- SET TASK
Copy every one of the records below character for character, but leave the pictures out.

- MATERIAL SUPPLIED
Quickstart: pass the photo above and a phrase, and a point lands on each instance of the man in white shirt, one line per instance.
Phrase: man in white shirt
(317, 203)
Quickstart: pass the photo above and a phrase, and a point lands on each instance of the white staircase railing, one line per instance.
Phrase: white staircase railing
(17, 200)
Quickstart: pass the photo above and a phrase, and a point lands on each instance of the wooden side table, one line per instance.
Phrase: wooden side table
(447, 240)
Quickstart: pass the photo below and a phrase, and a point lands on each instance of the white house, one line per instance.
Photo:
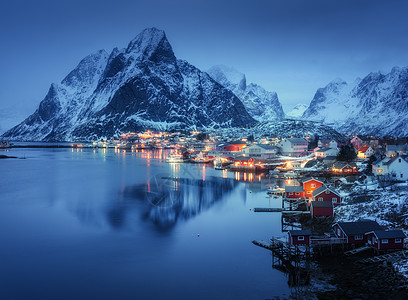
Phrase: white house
(396, 167)
(394, 150)
(325, 152)
(293, 147)
(365, 152)
(327, 144)
(261, 151)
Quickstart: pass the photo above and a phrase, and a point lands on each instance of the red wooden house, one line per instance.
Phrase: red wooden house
(386, 239)
(299, 237)
(321, 209)
(310, 184)
(235, 146)
(354, 232)
(244, 162)
(294, 192)
(324, 193)
(342, 167)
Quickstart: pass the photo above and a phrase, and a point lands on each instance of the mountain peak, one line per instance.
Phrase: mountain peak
(151, 44)
(227, 75)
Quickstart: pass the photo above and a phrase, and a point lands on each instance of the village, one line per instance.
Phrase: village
(343, 197)
(334, 196)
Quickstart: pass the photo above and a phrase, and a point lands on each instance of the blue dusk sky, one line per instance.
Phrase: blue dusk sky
(291, 47)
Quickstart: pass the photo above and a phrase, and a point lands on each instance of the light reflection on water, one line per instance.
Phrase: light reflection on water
(125, 225)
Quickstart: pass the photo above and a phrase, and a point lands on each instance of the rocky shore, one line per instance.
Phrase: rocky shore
(359, 281)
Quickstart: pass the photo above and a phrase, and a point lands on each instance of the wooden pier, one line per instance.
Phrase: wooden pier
(278, 209)
(390, 256)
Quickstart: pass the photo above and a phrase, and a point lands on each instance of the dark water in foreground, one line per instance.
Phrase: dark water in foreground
(120, 225)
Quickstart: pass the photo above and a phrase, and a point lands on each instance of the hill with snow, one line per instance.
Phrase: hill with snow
(261, 104)
(143, 86)
(374, 105)
(297, 111)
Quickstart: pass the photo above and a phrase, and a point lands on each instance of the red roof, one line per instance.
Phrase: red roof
(363, 149)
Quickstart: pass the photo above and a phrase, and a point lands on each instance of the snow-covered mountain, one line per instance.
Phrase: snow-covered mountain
(374, 105)
(260, 104)
(297, 111)
(139, 87)
(283, 129)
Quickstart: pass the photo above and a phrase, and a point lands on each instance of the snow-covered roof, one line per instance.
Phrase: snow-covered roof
(303, 180)
(343, 164)
(297, 140)
(299, 232)
(267, 147)
(321, 203)
(322, 189)
(293, 189)
(396, 147)
(359, 227)
(388, 234)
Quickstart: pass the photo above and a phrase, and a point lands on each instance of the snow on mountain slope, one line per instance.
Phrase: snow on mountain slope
(375, 105)
(297, 111)
(283, 129)
(260, 104)
(139, 87)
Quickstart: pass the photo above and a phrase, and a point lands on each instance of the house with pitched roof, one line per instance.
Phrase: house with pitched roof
(299, 237)
(325, 143)
(294, 147)
(344, 168)
(365, 152)
(325, 193)
(321, 209)
(386, 239)
(325, 152)
(396, 167)
(355, 232)
(294, 192)
(261, 151)
(310, 184)
(395, 150)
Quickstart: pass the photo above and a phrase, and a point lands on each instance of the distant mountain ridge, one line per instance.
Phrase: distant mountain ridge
(374, 105)
(261, 104)
(297, 111)
(143, 86)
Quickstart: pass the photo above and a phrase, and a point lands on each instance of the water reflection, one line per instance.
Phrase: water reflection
(168, 200)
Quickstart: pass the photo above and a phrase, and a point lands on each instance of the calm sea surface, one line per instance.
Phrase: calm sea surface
(100, 224)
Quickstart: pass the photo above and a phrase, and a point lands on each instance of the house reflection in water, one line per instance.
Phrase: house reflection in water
(167, 200)
(178, 199)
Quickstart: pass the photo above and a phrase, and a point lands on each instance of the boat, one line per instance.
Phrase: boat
(4, 145)
(200, 159)
(175, 157)
(275, 190)
(218, 165)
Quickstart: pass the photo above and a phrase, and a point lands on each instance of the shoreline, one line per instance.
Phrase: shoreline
(354, 280)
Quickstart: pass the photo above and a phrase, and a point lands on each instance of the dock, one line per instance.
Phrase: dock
(390, 256)
(278, 209)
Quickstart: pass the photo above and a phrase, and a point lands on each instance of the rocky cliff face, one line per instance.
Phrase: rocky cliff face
(143, 86)
(260, 104)
(375, 105)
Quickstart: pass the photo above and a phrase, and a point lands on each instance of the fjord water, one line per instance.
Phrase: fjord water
(107, 224)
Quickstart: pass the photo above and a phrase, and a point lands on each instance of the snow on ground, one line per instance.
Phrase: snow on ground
(388, 206)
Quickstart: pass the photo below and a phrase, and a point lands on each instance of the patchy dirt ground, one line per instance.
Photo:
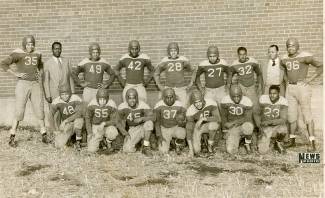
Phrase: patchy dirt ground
(37, 170)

- FULL ANSWER
Quickstart: pass the photo above and a phrase, and a point lands on each instance of the man in white shirt, one line per instance.
Phrase: man in white shirt
(317, 203)
Quickstart: pass the photo above and a phrase, and a point lands on each instance of the white staircase railing, one line per instance.
Phrase: white staircase railing
(17, 200)
Quickstart: pass the photo above and a phrase, and a point lands on each instance of the wooden side table, one line per instance.
Phrase: wooden side table
(447, 240)
Quickstart: pass the photo below and a phrase, and a point lands on each instance of the white house, one line per instance.
Photo:
Phrase: white house
(396, 167)
(394, 150)
(325, 152)
(293, 147)
(365, 152)
(327, 144)
(261, 151)
Quickstart: pass the photo above and a phrase, and a point lands on each instance of the red wooden house, one line per instance.
Phrase: red wooden house
(386, 239)
(299, 237)
(321, 209)
(310, 184)
(235, 146)
(354, 232)
(244, 162)
(294, 192)
(324, 193)
(342, 167)
Quickstart: pass the photo above and a phrase, and a point lands on each instance of the mountain peak, one line per instance.
Phrase: mountain peak
(151, 44)
(227, 75)
Quickstart: pass the photo above and a phrase, and a point lands on each instance of the village, one line per instance.
Phrase: village
(343, 197)
(334, 196)
Quickstart: pass the photo above and a phrase, and a point lands on each instance of the blue dusk sky, one line per instance.
Phrase: blue dusk sky
(291, 47)
Quickstart: pass the photo above and a phrase, and a point lands on each instance of the light reflection on water, one line per instance.
Phrase: light reflection on water
(125, 225)
Quickstart: pass the photo above and a phrase, and a point lands on each instance of the rocky shore, one line per instance.
Phrase: rocky shore
(359, 281)
Quickstart: pass the photo above and a phrase, and a point lands on each instance of the wooden pier, one line per instance.
Phrase: wooden pier
(278, 209)
(390, 256)
Quickstart: pass the photo above and a phrase, and a point lands on each instance of the dark water in foreground, one line per instance.
Phrase: dark water in foreground
(120, 225)
Quickstart: pass the photo above and a phrase, and a point lands on each instance of the hill with snow, one line per instance.
Phrase: hill with snow
(261, 104)
(143, 86)
(374, 105)
(297, 111)
Quickstart: pass the photo above and a phrase, and a point lands on each instance of the red roof, one line per instance.
Phrase: red roof
(363, 149)
Quickstart: pass the photo above and a phrase, and a point lands on each instance of the snow-covered mountain, one line per instance.
Phrase: snow-covered mountain
(374, 105)
(260, 104)
(297, 111)
(139, 87)
(283, 129)
Quickstart: pass the photo above and a phrase, and a point lands on each instance of the snow-covered roof, one line per instance.
Phrase: snow-covered roof
(303, 180)
(343, 164)
(297, 140)
(299, 232)
(267, 147)
(321, 203)
(322, 189)
(293, 189)
(396, 147)
(359, 227)
(388, 234)
Quickstart: pass the photo above and a phrase, and a point lands on each instance of the snow on mountain slope, one line per instance.
Phrase: snow on mountain slope
(375, 105)
(297, 111)
(283, 129)
(260, 104)
(139, 87)
Quickstart: pass the photo above and a phrase, and a point lands on each instance of the house with pitched roof, one line per instance.
Phrase: house with pitched roof
(299, 237)
(325, 143)
(294, 147)
(344, 168)
(365, 152)
(325, 193)
(321, 209)
(386, 239)
(325, 152)
(396, 167)
(355, 232)
(294, 192)
(261, 151)
(310, 184)
(395, 150)
Quickstart: pass the photo above and a phrase, and a point lands on each instance of the distant mountain ridge, one line per instance.
Phrase: distant mountain ridge
(374, 105)
(261, 104)
(297, 111)
(143, 86)
Quickstart: pass the photo above and a phrase, and a point lands on each instance of the water reflection, one line per instance.
Phrase: water reflection
(168, 200)
Quickstart: pass the photo above and a phrase, and a point lands on each instance of the calm sea surface, one line per instance.
Phrase: calm sea surface
(100, 224)
Quickstart: pass the photo above and a phrase, and a point lands on each instance of the house reflection in water, one line per instance.
Phrase: house reflection in water
(167, 200)
(178, 199)
Quickstart: pass the photo above and a phrase, and a point lands on each instance of the boat, one line per instance.
Phrase: boat
(4, 145)
(200, 159)
(175, 157)
(275, 190)
(218, 165)
Quickstart: pass the photo above and a phrase, and a point lands on each instance of the shoreline, one line per instance.
Phrase: shoreline
(354, 280)
Quickstart: pass the photo above and a phrase, and a point lands on each instance of the dock, one line per instance.
Phrase: dock
(390, 256)
(278, 209)
Quickstart: pass the photo above and a phrase, and a point lands on each instance of the rocky cliff face, one line per instance.
Phrase: rocky cliff face
(143, 86)
(260, 104)
(375, 105)
Quickstart: pass the photo above and a phrase, and a point lands on each instance of the fjord water, one line per instance.
Phrase: fjord water
(107, 224)
Quickstart: pass the photo above and a phrase, and a point lands on each instance of the snow on ground, one line per instance.
Phrase: snow on ground
(388, 206)
Quickstart: pass the photo below and a phrase, and a point lands on each instance of the patchy dirt ground, one line per instance.
Photo:
Phrase: patchy dirt ground
(37, 170)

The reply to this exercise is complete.